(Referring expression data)
%%

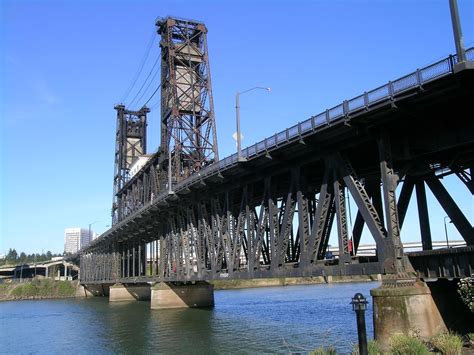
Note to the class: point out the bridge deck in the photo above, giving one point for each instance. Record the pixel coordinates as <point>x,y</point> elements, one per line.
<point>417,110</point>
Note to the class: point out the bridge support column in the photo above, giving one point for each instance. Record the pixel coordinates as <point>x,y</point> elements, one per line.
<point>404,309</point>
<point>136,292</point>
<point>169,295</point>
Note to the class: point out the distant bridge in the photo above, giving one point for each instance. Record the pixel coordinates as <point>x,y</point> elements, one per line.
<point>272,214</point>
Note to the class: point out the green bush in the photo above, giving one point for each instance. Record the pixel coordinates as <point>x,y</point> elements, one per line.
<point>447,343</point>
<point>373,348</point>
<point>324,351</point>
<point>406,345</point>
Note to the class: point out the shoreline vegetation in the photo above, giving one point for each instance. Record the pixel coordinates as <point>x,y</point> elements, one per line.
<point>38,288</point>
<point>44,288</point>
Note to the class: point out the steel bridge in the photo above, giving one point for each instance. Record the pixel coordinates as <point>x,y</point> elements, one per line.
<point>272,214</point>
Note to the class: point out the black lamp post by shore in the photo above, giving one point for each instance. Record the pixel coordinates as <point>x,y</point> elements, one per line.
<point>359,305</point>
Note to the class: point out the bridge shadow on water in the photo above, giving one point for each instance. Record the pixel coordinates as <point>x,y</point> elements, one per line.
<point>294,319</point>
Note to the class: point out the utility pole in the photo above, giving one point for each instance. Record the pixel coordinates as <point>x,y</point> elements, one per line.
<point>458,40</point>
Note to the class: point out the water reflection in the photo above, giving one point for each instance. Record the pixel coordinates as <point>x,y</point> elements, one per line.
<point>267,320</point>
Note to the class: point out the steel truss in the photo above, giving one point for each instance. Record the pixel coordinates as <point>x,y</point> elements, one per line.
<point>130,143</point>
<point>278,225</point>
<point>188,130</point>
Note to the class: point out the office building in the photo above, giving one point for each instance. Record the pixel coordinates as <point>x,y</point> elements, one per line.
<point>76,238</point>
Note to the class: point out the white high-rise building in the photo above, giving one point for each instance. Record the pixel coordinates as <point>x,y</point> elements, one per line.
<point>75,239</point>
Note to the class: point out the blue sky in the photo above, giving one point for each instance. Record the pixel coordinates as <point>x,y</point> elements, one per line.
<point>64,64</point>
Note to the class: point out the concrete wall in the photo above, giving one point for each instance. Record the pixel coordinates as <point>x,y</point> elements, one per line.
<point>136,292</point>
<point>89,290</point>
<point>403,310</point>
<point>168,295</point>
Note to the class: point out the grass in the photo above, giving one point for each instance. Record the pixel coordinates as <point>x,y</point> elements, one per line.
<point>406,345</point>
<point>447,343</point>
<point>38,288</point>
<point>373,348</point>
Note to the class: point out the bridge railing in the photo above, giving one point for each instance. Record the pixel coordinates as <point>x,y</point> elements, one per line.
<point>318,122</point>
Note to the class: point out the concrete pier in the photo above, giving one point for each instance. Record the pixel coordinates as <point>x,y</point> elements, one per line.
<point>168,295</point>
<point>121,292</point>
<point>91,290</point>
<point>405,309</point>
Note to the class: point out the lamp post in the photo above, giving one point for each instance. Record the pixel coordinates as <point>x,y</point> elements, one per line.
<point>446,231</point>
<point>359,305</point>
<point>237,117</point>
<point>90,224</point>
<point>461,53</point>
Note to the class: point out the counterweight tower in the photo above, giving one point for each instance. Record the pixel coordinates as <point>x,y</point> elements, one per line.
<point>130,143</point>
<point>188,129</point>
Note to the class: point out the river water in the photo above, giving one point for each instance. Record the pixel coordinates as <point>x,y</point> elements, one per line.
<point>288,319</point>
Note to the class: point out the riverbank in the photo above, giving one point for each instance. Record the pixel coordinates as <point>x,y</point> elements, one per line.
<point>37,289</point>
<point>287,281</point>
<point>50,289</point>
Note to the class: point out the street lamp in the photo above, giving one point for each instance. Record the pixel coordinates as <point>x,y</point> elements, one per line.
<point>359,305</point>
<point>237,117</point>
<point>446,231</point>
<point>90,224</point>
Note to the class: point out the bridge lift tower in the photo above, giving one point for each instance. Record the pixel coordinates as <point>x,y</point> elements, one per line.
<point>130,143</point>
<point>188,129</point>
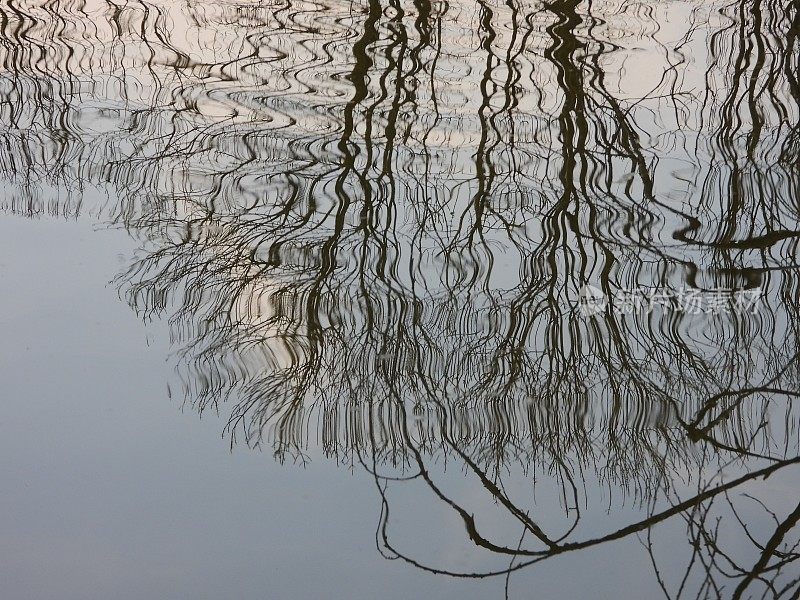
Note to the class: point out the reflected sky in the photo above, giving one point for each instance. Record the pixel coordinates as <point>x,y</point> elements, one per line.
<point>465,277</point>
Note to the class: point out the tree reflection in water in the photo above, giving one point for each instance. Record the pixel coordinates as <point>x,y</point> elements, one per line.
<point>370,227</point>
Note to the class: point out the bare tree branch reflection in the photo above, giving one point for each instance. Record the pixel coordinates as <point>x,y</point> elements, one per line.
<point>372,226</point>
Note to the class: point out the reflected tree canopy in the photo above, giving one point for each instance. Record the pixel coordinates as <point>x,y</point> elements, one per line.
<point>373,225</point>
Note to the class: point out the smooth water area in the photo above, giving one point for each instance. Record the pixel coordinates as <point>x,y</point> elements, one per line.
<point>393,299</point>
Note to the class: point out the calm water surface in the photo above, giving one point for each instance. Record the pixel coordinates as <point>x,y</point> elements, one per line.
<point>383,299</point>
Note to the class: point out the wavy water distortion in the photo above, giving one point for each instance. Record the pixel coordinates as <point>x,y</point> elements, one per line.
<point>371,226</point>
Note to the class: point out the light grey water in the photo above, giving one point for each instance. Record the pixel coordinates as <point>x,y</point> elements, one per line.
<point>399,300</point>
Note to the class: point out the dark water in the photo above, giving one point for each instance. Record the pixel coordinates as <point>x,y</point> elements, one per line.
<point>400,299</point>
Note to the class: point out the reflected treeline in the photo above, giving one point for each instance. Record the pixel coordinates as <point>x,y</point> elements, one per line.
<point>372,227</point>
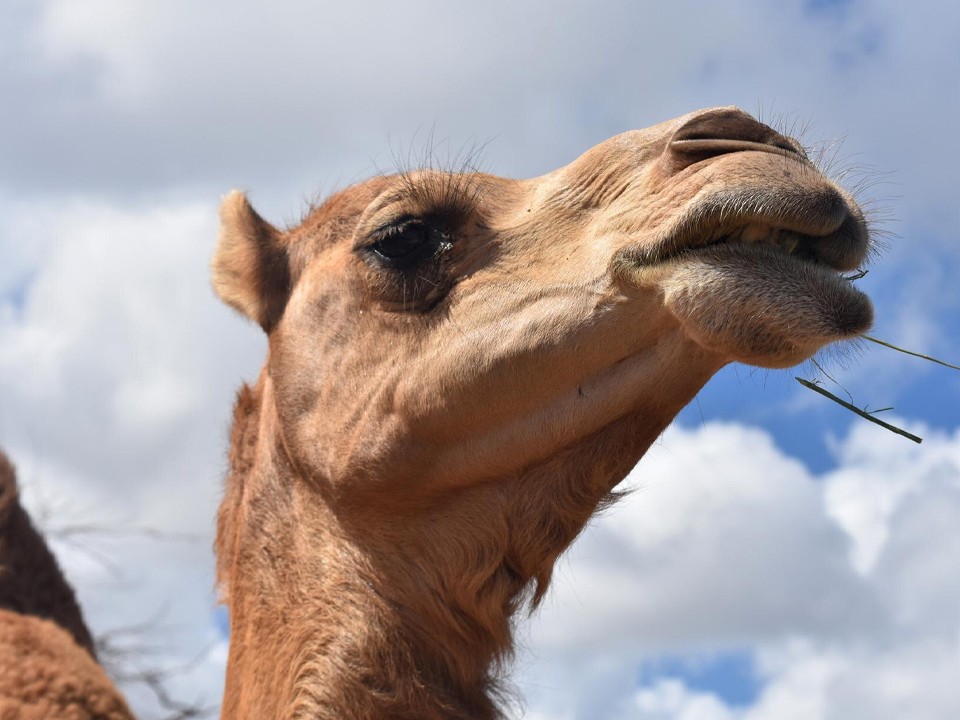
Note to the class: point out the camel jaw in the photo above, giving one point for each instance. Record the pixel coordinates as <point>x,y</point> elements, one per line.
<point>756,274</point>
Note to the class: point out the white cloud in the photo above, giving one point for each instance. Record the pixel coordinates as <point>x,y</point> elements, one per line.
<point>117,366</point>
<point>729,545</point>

%%

▶ _Exercise goal_
Return the records exactly. Don't carry the pictures over.

▶ _Output below_
Note to the class: point out the bridge deck in the photo above, giving one point for each instance. Record the pixel coordinates as <point>x,y</point> elements, one per line.
<point>417,110</point>
Note to the class: point out the bridge support column in the photo above, giving one point for each instance. Record the pixel coordinates as <point>x,y</point> elements, one per line.
<point>404,309</point>
<point>136,292</point>
<point>169,295</point>
Note to the class: point out the distant bridge in the photo above, giving one point for each instance. Record the pixel coordinates as <point>x,y</point> elements, one per line.
<point>272,214</point>
Note to the class: point out the green bush in the photo above, giving one point for each instance. Record the pixel coordinates as <point>x,y</point> elements, one per line.
<point>447,343</point>
<point>373,348</point>
<point>324,351</point>
<point>406,345</point>
Note to the class: point out the shoreline vegetation in the photo above, giving one point for each instance. Record the pixel coordinates as <point>x,y</point> elements, one per line.
<point>38,288</point>
<point>44,288</point>
Note to the class: point out the steel bridge in the photo above, giving one point for each instance. Record the pixel coordinates as <point>x,y</point> elements, one per line.
<point>272,214</point>
Note to the class: point out the black lamp post by shore in the photo above, giving one point for each instance. Record the pixel coordinates as <point>x,y</point> elements, one per line.
<point>359,305</point>
Note to the class: point out the bridge shadow on water in the photo above, giving one point for each instance. Record the pixel coordinates as <point>x,y</point> elements, one per line.
<point>294,319</point>
Note to the class: point out the utility pole in the photo above, giving one point for each instance. Record the pixel coordinates as <point>x,y</point> elements, one per line.
<point>458,40</point>
Note to the class: point out the water reflection in the photo above, giving one point for each instance. Record the pixel coordinates as <point>x,y</point> elements, one per line.
<point>267,320</point>
Note to the class: point out the steel truss in the photo above, giving one point for each instance. Record the pixel coordinates as <point>x,y</point> elements, one per line.
<point>130,143</point>
<point>278,225</point>
<point>188,130</point>
Note to the class: point out the office building in the photo above, giving one point for each instance. Record the pixel coordinates as <point>x,y</point> elements, one per line.
<point>76,238</point>
Note to the class: point out the white high-rise building in the photo above, giving one point for each instance. Record the pixel coordinates as <point>x,y</point> elements, one per line.
<point>75,239</point>
Note to the class: point out the blue sky in the photo above, giving one point for each instance. Record the pixel coordinates as <point>x,y</point> elements, one per line.
<point>64,64</point>
Note to the class: point out the concrete wall in the photo above, giving one point for each instance. Record the pixel coordinates as <point>x,y</point> elements, one per line.
<point>136,292</point>
<point>89,290</point>
<point>403,310</point>
<point>168,295</point>
Note to the class: point out the grass in the photo above, giving one point for each instance. Record the pixel coordinates as <point>x,y</point> elements, one per line.
<point>406,345</point>
<point>447,343</point>
<point>38,288</point>
<point>373,348</point>
Note to the class: point out the bridge railing in the photo above, giving one point for each instance. Record the pixel coordinates as <point>x,y</point> elements, one per line.
<point>318,122</point>
Note to the class: point out the concrete pier in the photo above, giving one point for each instance. Record the pixel coordinates as <point>x,y</point> elements, one per line.
<point>168,295</point>
<point>121,292</point>
<point>91,290</point>
<point>405,309</point>
Note to the class: point out the lamp post in the photo above, giving one point for each instance. Record the pixel coordinates as <point>x,y</point> elements, one per line.
<point>446,231</point>
<point>359,305</point>
<point>237,117</point>
<point>90,224</point>
<point>461,53</point>
Note to the class: point out the counterweight tower in the photo above, giving one point for each instance. Record the pixel coordinates as <point>x,y</point> elements, one per line.
<point>130,143</point>
<point>188,129</point>
Note to the class: point out the river water in the photo above, giving one point for each instance. Record the pixel coordinates as <point>x,y</point> elements, one per line.
<point>288,319</point>
Note to the class: point out the riverbank in the photo above, giving one point for each instance. Record the pixel coordinates as <point>x,y</point> elements, one per line.
<point>37,289</point>
<point>287,281</point>
<point>50,289</point>
Note to the class: point out the street lamp in the photo above, giving one point for each instance. Record the pixel coordinates as <point>x,y</point> elements, one per line.
<point>359,305</point>
<point>237,117</point>
<point>446,231</point>
<point>90,224</point>
Note to the class: point out the bridge lift tower in the photo above, giving one point for each instance. Record the pixel coordinates as <point>x,y</point> elements, one per line.
<point>130,143</point>
<point>188,129</point>
Note to the class: point out the reflected sky in the photo above, giving one point for each instance. Record the pixel coordinates as <point>x,y</point> elements, one per line.
<point>465,277</point>
Note to the class: point out the tree reflection in water in the photo above, giving one point for each instance. Record the pixel coordinates as <point>x,y</point> elements, one per line.
<point>370,227</point>
Note to the class: point out the bare tree branch reflection in the photo above, giving one point for each instance. Record the pixel coordinates as <point>x,y</point> elements, one per line.
<point>372,226</point>
Note to the class: point out the reflected tree canopy in the photo above, giving one point for each instance. Record the pixel coordinates as <point>x,y</point> elements, one per line.
<point>373,225</point>
Note to the class: point out the smooth water area in the photo above, giving one point for each instance. Record the pixel coordinates as <point>x,y</point> elements, one per line.
<point>393,299</point>
Note to the class: point out the calm water surface in the photo above, giving one point for each instance. Record the pixel coordinates as <point>x,y</point> elements, one per line.
<point>383,299</point>
Note to the class: point out the wavy water distortion in the photo above, giving one point for each instance. Record the pixel coordinates as <point>x,y</point> elements, one per line.
<point>371,226</point>
Note to the class: point out the light grey water in the photo above, giving one point for each instance. Record the pixel coordinates as <point>x,y</point> elements, one per line.
<point>399,300</point>
Note to the class: point out the dark water in the photo above, giving one point for each instance. Record the pixel coordinates as <point>x,y</point> elements, one per line.
<point>400,299</point>
Note to the class: point out the reflected treeline in the photo above, giving one point for each instance. Record the pixel coordinates as <point>x,y</point> elements, one per line.
<point>372,227</point>
Note to the class: point out the camel jaw in the photo above, giving one point for each instance. Record the pixel coordinates as <point>x,y</point> elements, one per line.
<point>756,274</point>
Note to the class: point out the white cloud in the photo above, giving one point for each instance. Record the pixel coordinates as <point>x,y</point> elements, one per line.
<point>117,366</point>
<point>729,545</point>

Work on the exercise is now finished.